Assignment
Below are some records. Copy every line in them that holds "green".

Input
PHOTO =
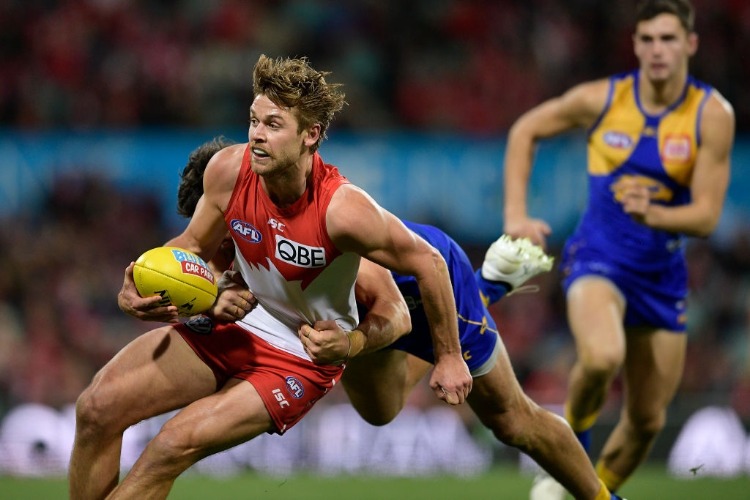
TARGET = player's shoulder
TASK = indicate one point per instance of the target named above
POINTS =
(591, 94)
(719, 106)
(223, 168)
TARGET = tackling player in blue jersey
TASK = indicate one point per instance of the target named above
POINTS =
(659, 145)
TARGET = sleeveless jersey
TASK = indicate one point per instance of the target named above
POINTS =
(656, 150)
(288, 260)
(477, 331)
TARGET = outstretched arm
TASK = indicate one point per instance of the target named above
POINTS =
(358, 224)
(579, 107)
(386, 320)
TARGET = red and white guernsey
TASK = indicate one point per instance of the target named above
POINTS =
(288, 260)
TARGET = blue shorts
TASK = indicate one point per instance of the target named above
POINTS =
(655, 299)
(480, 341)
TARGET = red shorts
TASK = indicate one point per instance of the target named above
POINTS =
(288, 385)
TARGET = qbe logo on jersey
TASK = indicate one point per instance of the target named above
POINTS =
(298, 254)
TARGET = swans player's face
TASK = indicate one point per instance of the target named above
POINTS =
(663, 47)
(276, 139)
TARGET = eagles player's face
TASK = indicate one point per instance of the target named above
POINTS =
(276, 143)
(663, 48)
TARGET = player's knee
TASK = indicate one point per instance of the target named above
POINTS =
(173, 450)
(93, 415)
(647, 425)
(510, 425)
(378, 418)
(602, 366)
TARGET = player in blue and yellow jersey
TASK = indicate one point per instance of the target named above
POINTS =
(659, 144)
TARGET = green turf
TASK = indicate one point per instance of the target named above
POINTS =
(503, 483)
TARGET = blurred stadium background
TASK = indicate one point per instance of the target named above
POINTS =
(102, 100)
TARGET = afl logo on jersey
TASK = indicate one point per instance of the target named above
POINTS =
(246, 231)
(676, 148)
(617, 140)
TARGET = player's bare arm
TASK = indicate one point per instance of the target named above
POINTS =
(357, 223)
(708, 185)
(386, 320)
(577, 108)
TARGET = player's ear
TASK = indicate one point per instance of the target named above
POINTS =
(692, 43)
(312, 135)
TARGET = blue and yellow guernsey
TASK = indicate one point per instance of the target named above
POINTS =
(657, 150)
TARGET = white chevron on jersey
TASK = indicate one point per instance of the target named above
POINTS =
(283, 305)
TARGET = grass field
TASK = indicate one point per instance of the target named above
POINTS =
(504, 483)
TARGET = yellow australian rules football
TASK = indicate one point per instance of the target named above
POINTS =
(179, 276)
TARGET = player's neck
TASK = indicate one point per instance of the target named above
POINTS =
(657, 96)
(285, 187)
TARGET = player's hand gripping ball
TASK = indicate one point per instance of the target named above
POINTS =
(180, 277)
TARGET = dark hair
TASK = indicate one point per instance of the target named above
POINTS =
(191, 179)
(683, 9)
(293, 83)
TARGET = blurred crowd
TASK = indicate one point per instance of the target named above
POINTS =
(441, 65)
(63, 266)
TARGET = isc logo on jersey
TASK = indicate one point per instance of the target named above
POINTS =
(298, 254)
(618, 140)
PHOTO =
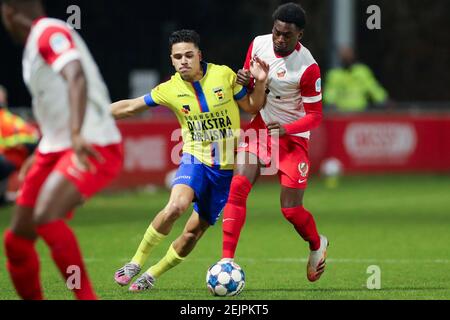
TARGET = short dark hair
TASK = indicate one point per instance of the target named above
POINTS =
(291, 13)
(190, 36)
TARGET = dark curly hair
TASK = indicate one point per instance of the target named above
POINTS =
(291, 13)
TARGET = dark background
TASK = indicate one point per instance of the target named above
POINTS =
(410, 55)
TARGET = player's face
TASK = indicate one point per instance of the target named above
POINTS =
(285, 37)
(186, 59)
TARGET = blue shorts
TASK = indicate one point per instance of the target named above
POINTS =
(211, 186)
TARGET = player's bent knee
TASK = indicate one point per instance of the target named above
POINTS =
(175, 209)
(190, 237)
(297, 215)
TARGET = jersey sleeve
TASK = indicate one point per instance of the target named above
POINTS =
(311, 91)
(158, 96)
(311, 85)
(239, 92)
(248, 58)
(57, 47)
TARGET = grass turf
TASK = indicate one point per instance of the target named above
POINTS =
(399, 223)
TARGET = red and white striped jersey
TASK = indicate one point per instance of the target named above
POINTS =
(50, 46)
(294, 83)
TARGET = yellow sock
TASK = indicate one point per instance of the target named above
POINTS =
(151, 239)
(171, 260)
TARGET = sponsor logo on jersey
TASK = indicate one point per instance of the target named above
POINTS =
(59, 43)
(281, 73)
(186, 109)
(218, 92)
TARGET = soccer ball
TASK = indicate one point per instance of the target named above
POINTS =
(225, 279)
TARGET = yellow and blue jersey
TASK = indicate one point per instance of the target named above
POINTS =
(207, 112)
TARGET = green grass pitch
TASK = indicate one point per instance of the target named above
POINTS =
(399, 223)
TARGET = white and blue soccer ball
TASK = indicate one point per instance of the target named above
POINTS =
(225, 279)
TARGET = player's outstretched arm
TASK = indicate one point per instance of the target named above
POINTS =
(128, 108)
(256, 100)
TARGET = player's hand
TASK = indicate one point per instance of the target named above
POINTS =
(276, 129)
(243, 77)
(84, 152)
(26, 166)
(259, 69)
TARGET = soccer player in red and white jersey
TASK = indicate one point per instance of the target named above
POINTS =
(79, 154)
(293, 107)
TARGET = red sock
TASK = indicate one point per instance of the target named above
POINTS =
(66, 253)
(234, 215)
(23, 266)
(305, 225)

...

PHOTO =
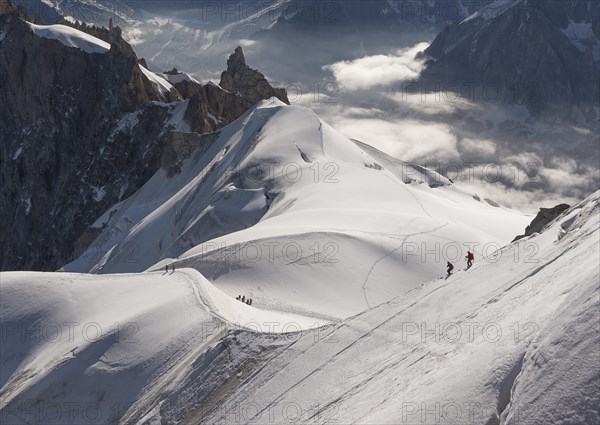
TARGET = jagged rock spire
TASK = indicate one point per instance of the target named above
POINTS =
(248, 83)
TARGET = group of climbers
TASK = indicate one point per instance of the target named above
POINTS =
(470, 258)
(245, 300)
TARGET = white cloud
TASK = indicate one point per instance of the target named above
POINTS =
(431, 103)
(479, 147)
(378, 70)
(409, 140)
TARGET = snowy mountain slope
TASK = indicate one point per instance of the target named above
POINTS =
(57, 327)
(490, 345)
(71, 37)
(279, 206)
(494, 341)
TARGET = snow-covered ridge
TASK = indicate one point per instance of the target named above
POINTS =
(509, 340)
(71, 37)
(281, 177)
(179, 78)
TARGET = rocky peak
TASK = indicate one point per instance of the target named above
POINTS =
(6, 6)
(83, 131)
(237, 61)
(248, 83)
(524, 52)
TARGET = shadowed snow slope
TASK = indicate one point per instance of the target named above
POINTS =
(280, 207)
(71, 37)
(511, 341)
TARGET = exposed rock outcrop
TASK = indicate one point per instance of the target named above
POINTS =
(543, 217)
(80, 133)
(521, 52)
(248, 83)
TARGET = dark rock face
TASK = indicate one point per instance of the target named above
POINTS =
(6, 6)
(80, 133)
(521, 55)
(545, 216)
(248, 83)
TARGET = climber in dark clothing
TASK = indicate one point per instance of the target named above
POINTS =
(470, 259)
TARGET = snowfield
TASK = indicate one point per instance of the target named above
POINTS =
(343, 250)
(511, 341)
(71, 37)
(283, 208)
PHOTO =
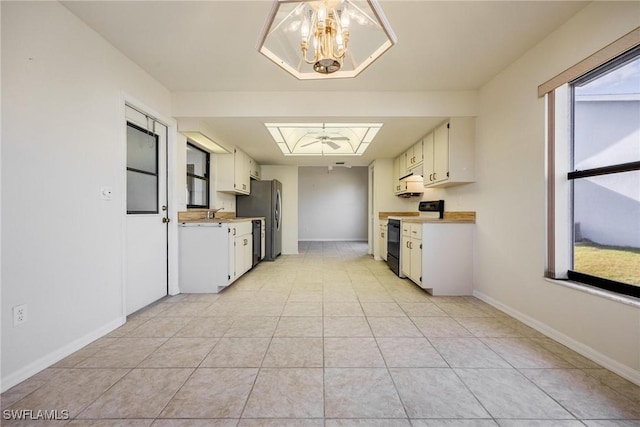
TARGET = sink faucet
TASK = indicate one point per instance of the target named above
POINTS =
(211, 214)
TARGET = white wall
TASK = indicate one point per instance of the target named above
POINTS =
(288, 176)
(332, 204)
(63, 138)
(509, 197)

Problem solution
TARGET = green turf
TARGET = green grass pitch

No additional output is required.